SELECTED EXTRACT Block Start
How Trump uses federal agencies as a reelection campaign tool

Members of the "Wall of Moms" march Thursday in Portland, Ore., in support of the Black Lives Matter movement and against the deployment of federal agents in tactical gear. Credit: AP/Marcio Jose Sanchez
U.S. government agencies are now serving as assets in President Donald Trump's reelection effort. The use of public resources and platforms to stage events with the potential to sway voters in the fall has become far from subtle.
Examples abound. Federal law enforcement is drafted into shadowy assignments shaped around the president’s critique of Democratic-run cities. Attorney General William Barr seeks at every turn to nullify the stench of the 2016 Russia scandals. The State Department is taking aim at China in ways designed to eclipse Trump's months of embarrassing public support for Beijing's handling of the coronavirus.
Trade adviser Peter Navarro works to beat down the credibility of Dr. Anthony Fauci, whose rather bland, fact-based warnings about COVID-19 clashed with Trump's fervent efforts to put a positive spin on pandemic news.
The Education Department pushes for school reopening in ways that happen to make private institutions look better as alternatives, a long-running GOP plank. Even the Centers for Disease Control and Prevention altered its school-opening messages last week in a way that aligns with Trump's campaign.
SELECTED EXTRACT Block End
→ EXERCISE REQUIREMENTS:
Answer these about the article on Trump and federal agencies:
(a) What group marched in Portland, Ore.?
(b) Which trade adviser works to undercut Dr. Anthony Fauci's credibility?
(c) Which agency changed its school-opening messages last week?
Use only the article for your answers.
INFORMATION SHOWN Block Start
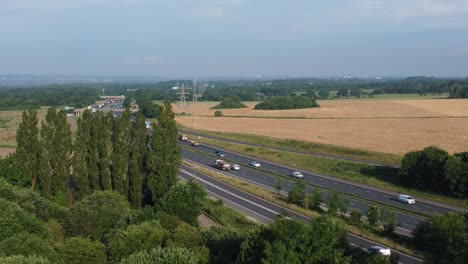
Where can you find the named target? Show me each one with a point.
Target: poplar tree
(28, 150)
(135, 166)
(47, 138)
(92, 159)
(121, 152)
(164, 155)
(56, 160)
(80, 156)
(105, 123)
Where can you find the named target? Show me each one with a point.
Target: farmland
(391, 126)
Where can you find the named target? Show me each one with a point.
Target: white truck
(223, 165)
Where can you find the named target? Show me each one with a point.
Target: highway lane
(405, 222)
(262, 210)
(356, 160)
(368, 192)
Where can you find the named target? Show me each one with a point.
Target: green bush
(135, 238)
(32, 202)
(184, 200)
(27, 245)
(96, 214)
(169, 255)
(78, 250)
(24, 260)
(15, 220)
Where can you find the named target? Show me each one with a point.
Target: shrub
(79, 250)
(32, 202)
(19, 259)
(184, 200)
(167, 255)
(96, 214)
(15, 220)
(27, 245)
(135, 238)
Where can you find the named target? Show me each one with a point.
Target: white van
(406, 199)
(297, 174)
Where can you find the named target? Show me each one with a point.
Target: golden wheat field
(350, 109)
(392, 126)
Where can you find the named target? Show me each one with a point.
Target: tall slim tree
(92, 158)
(28, 150)
(164, 155)
(121, 152)
(137, 155)
(56, 160)
(80, 156)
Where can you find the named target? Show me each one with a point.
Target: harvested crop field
(352, 108)
(390, 126)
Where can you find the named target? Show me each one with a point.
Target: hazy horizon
(234, 38)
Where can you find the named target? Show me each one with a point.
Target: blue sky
(234, 37)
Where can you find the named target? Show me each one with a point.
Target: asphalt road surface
(262, 210)
(296, 151)
(405, 221)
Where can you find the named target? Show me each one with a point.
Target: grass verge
(303, 146)
(278, 199)
(377, 176)
(226, 216)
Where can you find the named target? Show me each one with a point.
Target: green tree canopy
(79, 250)
(15, 220)
(27, 245)
(288, 241)
(184, 200)
(96, 214)
(169, 255)
(445, 237)
(135, 238)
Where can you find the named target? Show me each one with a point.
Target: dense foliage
(76, 95)
(283, 102)
(433, 169)
(446, 237)
(230, 102)
(286, 241)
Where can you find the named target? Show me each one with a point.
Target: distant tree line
(75, 95)
(284, 102)
(445, 237)
(107, 154)
(230, 103)
(433, 169)
(458, 89)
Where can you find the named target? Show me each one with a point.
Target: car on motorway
(255, 164)
(297, 174)
(406, 199)
(379, 250)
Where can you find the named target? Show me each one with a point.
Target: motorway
(406, 221)
(322, 155)
(262, 210)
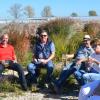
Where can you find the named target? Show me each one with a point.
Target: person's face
(5, 39)
(86, 42)
(44, 37)
(97, 49)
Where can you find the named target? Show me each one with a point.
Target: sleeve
(13, 54)
(34, 49)
(81, 54)
(52, 47)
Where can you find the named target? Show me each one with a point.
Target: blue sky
(58, 7)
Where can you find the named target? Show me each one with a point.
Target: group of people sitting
(85, 65)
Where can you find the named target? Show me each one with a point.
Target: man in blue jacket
(43, 53)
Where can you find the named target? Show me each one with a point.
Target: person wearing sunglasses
(76, 66)
(91, 91)
(43, 53)
(8, 60)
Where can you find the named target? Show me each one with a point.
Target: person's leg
(64, 75)
(87, 90)
(33, 73)
(1, 68)
(18, 68)
(49, 74)
(94, 98)
(88, 77)
(79, 76)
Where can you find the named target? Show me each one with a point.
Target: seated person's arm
(97, 90)
(69, 56)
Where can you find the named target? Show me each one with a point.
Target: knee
(31, 67)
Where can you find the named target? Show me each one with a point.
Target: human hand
(44, 61)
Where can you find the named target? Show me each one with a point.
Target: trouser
(87, 90)
(16, 67)
(34, 71)
(64, 75)
(72, 69)
(79, 77)
(91, 76)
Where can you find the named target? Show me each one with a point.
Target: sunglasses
(43, 35)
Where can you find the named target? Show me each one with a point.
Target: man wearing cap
(76, 65)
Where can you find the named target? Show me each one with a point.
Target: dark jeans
(64, 75)
(16, 67)
(34, 72)
(73, 68)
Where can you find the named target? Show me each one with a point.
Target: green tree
(29, 11)
(15, 11)
(74, 14)
(92, 13)
(46, 12)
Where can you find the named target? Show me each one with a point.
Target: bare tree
(46, 12)
(29, 11)
(15, 11)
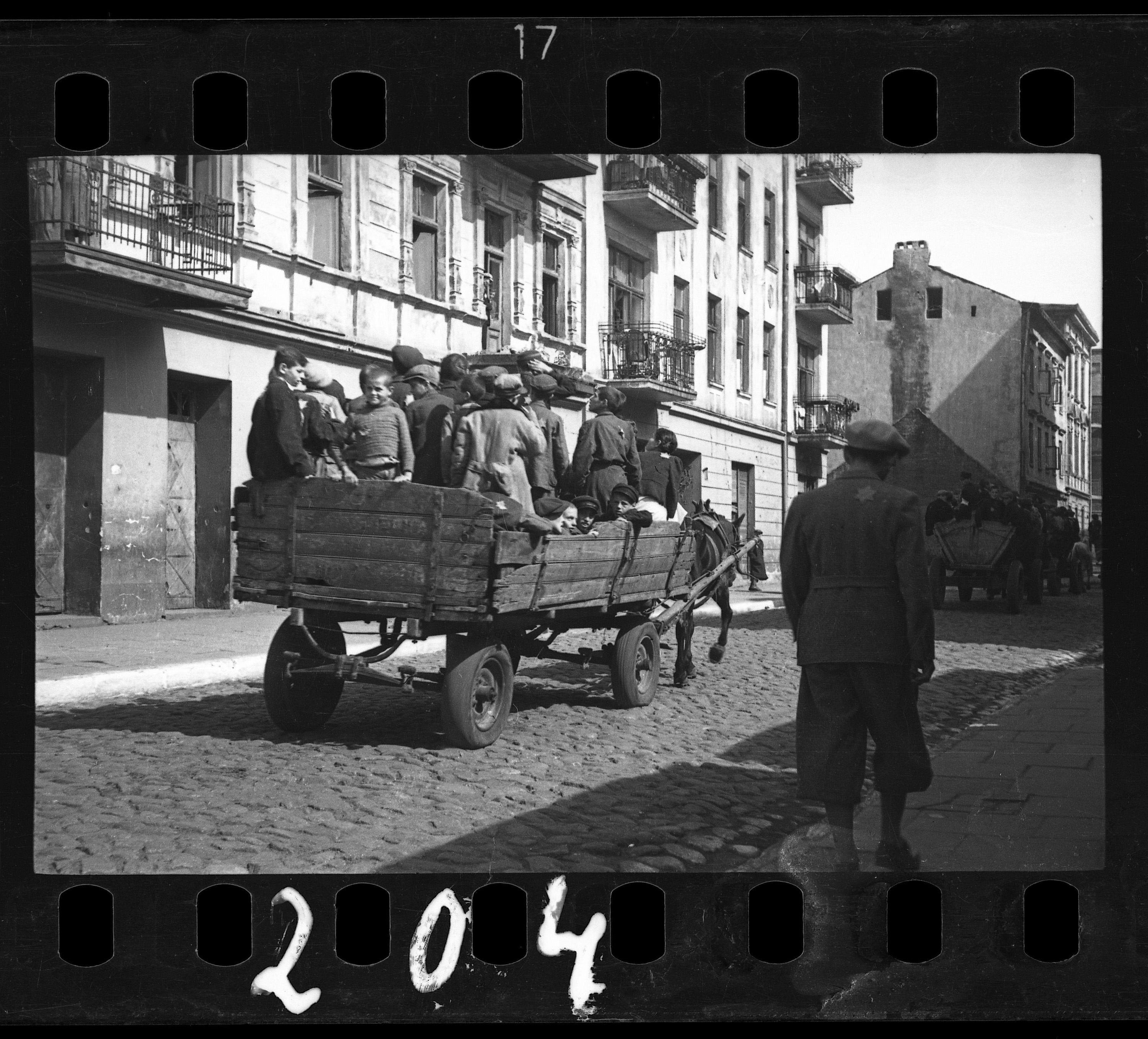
INFORMATION SHOWN Block End
→ EXPECTED OUTPUT:
(a) The "Wall of Moms"
(b) Peter Navarro
(c) The Centers for Disease Control and Prevention